═══ Data rows

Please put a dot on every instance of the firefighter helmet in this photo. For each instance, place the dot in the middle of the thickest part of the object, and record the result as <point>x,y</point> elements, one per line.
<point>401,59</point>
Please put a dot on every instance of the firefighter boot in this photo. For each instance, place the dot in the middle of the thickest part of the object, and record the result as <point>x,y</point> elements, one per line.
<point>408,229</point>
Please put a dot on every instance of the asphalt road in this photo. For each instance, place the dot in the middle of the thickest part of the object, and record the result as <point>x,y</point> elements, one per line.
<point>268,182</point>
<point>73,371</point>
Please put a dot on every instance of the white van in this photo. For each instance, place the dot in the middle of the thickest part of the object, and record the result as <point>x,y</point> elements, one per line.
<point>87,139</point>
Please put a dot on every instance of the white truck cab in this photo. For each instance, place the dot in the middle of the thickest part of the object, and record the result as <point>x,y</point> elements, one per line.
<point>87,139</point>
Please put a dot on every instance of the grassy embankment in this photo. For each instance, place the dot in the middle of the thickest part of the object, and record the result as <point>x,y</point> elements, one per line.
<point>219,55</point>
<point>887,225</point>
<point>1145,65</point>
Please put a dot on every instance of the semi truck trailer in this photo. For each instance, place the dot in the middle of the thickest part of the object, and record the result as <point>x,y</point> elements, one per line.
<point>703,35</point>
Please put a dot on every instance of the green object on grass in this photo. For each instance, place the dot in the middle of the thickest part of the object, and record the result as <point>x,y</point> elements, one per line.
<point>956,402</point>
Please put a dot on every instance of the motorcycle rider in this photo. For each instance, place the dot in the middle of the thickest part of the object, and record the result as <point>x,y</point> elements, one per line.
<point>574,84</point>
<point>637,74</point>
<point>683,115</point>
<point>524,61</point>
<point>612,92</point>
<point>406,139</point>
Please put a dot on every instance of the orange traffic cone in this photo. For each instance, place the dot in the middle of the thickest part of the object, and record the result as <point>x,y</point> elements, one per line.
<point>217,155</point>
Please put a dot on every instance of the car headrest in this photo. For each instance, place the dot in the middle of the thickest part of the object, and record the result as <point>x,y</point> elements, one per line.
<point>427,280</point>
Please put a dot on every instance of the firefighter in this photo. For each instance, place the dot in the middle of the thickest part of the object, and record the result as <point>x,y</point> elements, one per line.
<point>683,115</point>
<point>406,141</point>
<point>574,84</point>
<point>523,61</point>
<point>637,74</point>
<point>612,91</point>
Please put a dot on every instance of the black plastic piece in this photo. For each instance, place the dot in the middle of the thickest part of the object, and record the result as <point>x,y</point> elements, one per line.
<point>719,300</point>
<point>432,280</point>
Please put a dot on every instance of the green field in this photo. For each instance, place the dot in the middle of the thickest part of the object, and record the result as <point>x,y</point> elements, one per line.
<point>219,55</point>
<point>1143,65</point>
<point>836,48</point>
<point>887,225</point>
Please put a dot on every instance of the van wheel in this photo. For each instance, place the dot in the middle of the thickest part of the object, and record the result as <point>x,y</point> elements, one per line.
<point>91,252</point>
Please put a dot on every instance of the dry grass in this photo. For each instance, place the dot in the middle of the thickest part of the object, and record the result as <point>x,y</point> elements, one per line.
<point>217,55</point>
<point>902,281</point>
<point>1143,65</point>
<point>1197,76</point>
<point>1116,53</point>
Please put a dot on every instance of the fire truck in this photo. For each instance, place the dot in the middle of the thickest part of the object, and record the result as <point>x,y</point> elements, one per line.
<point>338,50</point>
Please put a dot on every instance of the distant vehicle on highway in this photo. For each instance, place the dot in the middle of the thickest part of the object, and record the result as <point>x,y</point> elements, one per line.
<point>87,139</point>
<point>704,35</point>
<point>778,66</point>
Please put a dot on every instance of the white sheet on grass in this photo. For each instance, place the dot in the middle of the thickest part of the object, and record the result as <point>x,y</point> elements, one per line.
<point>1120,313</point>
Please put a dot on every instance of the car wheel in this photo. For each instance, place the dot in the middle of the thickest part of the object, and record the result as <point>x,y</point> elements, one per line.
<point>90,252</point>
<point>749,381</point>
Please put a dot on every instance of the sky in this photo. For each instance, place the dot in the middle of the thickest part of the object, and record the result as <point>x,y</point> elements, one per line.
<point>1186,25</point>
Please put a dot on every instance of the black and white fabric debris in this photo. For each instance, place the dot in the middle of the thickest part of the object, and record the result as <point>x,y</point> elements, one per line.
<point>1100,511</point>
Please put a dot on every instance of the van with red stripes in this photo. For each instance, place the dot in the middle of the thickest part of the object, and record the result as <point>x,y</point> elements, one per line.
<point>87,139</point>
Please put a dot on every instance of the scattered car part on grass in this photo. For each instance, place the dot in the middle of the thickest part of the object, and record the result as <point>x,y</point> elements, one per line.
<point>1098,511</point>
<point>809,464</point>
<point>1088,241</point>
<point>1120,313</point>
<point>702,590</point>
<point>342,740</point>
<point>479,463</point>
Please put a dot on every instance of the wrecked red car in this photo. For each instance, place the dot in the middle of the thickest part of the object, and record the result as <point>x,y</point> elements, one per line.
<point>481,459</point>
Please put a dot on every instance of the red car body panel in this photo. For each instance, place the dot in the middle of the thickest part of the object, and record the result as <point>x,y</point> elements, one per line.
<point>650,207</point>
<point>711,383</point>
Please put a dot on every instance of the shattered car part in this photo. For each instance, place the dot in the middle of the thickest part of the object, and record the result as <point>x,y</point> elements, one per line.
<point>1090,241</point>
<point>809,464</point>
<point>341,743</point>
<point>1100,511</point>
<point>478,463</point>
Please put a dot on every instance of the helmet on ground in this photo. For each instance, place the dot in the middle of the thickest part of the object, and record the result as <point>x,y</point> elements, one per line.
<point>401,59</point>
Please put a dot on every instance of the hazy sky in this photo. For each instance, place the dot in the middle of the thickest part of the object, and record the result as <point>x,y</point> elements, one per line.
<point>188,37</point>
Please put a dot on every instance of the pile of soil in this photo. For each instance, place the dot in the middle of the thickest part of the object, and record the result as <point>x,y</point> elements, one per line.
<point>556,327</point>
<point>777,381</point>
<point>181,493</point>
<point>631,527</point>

══════

**Required work**
Give all of the entries again, word for word.

**Output for this task**
Please put a dot on every instance of the firefighter helmet in this photo. For each instance, place the dot in the middle of the thickest part of the object, and record the result as <point>x,y</point> elements, one per line.
<point>401,59</point>
Please put a dot on every instance of the firefighter boot in this photo. For each instance, place the dot in the middle of the thickest part of the object, and record the result as <point>x,y</point> elements, one per line.
<point>408,229</point>
Please put a dot on every instance of the asphalt road in this photo. For each instance, place the dot in the middle of the thickest part of the object, and record the result as <point>x,y</point> elements, one per line.
<point>268,182</point>
<point>73,371</point>
Please put a dot on every instance of the white van in this photo. For each instance, place the dot in the middle of the thickest part of the object, and record the result as <point>x,y</point> elements, one per line.
<point>87,139</point>
Please put a dot on every instance of the white truck cab in this photo. For each instance, place the dot in the middle of the thickest part of the object, and record the result as <point>x,y</point> elements, one per line.
<point>87,139</point>
Please put a dot on every instance of the grassy embankment in this photo. For each instance, place the dot in the middle of the thickest part of the object, and record the result as <point>x,y</point> elements, one per line.
<point>219,55</point>
<point>887,225</point>
<point>1145,65</point>
Please put a dot on every instance of the semi truck trailer in this photo. For each instance, place the dot in the middle of the thickest part of the object, and record the result as <point>x,y</point> elements, one per line.
<point>703,35</point>
Please put a dot on every instance of the green object on grass in this photo. For each instance, place the dot in the middle of the thickest part of the object, and record the result as <point>x,y</point> elements, one per line.
<point>956,402</point>
Please put a dot on every instance of the motorcycle rider in this photo. For each instance, place the dot in the middle of the thickest part of the object, and record the result as <point>x,y</point> elements, one per line.
<point>574,84</point>
<point>637,74</point>
<point>683,115</point>
<point>524,61</point>
<point>612,92</point>
<point>406,139</point>
Please put a dot on every instance of the orange traffic cone in this photo. For each instance, place the dot in the middle of the thickest part of the object, and record the result as <point>x,y</point> elements, one per line.
<point>217,155</point>
Please put a dot on every instance of the car headrest in this photo. For each instance, place the dot in the middle of the thickest part of the object, and record the result as <point>x,y</point> elements, one per line.
<point>427,280</point>
Please put a dot on every instance of the firefighter in this photo. For each instance, place the dot in the middle of the thickest part of the object, and record the result as <point>x,y</point> elements, one per line.
<point>683,115</point>
<point>406,141</point>
<point>574,84</point>
<point>523,61</point>
<point>637,74</point>
<point>612,91</point>
Please put a dot on every instance of the black plastic piece in this photo. For each instance, place the dot in the middle of the thickest part of the object, and record the result as <point>x,y</point> elements, one per line.
<point>719,300</point>
<point>432,280</point>
Please put a dot on every instance of the green field in this photo. For each instance, place the dot in the middle of the thickest part of the object, and record the result as <point>x,y</point> elements, one per line.
<point>219,55</point>
<point>1143,65</point>
<point>836,48</point>
<point>887,225</point>
Please put a dot on every instance of the van wheel in this photo. For each instance, place the dot in the middle of the thickest part of the object, and record the result as <point>x,y</point> elements, one per line.
<point>91,252</point>
Please put a dot on every instance of the dry grass in this photo. For each instance, place the dot in the middle of the thickest part of the object, and record the result as <point>x,y</point> elements, one per line.
<point>217,55</point>
<point>902,281</point>
<point>1143,65</point>
<point>1197,76</point>
<point>1116,53</point>
Please put a dot on every instance of the fire truck in this photo. For each instance, place the dot in the middle of the thickest part of the object, and record the result as <point>x,y</point> elements, one per line.
<point>338,50</point>
Please put a dot on every instance of the distant vehicle on highway in this photo. For each instance, place the dot in the middle of the thickest part of the object, and record the result as <point>x,y</point> elements, one per line.
<point>87,139</point>
<point>704,35</point>
<point>778,66</point>
Please put a dot on every instance of the white sheet on grass in this photo. For each instance, place the dot in the middle of the thickest part of the object, and record the result as <point>x,y</point> elements, one per line.
<point>1120,313</point>
Please put a dot on every instance of the car wheel in this photo. For each instance, place the dot in the middle of the thickest part of the object, and record the result as <point>x,y</point> elements, one per line.
<point>90,252</point>
<point>749,381</point>
Please put a dot on every instance of the sky in this photo. For each instance, place the dot in the middle of the thickest part of the object, and record the result as <point>x,y</point> elements, one per line.
<point>1186,25</point>
Please put a dot on every instance of the black and white fabric debris in this photo. For each instance, place the dot in the middle of the thickest part of the object, and record the result as <point>x,y</point> elements, one per line.
<point>1100,511</point>
Please put a dot on every instance of the van with red stripes in this photo. For each instance, place the dot in the middle of the thickest part of the object, and record the result as <point>x,y</point> elements, one per line.
<point>87,139</point>
Please put a dot on every instance of the scattered car part on grass in this photo. For each instance, place the dot in the middle of the thickest part of the object, and record the result as <point>x,y</point> elements, one per line.
<point>1098,511</point>
<point>809,464</point>
<point>1088,241</point>
<point>1120,313</point>
<point>702,590</point>
<point>342,740</point>
<point>479,463</point>
Please put a dot on every instance of the wrecked red car in this photo. For each instance, place the dot in the middle of the thickest part of the object, and record the result as <point>x,y</point> elements, one per line.
<point>481,459</point>
Please put a dot on every instance of the red car body panel in this photo. For each instance, place the dot in the middle of the thickest part of the object, and record the result as <point>x,y</point> elements, one per line.
<point>650,207</point>
<point>711,383</point>
Please put a dot on every instance of the shattered car part in this photo. For each instance, place the dot in the middle of the thickest part of the object, and record the result as <point>x,y</point> elements, one per line.
<point>1090,241</point>
<point>809,464</point>
<point>341,743</point>
<point>1100,511</point>
<point>478,463</point>
Please put a dot on every instance of the helmet on ground in this photo. For each instance, place the dot in the middle of the thickest part of the object, and record the result as <point>x,y</point> elements, one per line.
<point>401,59</point>
Please put a dot on every instance of the hazy sky in this photo. For each instance, place the dot in the middle of the thickest part of the object, and record the result as <point>x,y</point> elements, one per line.
<point>188,37</point>
Please put a dot on every instance of the pile of soil in this photo. For each instance, place the dot in the middle of the thickest part of the object, and record the result as <point>x,y</point> elements, one per line.
<point>556,327</point>
<point>777,381</point>
<point>181,493</point>
<point>631,527</point>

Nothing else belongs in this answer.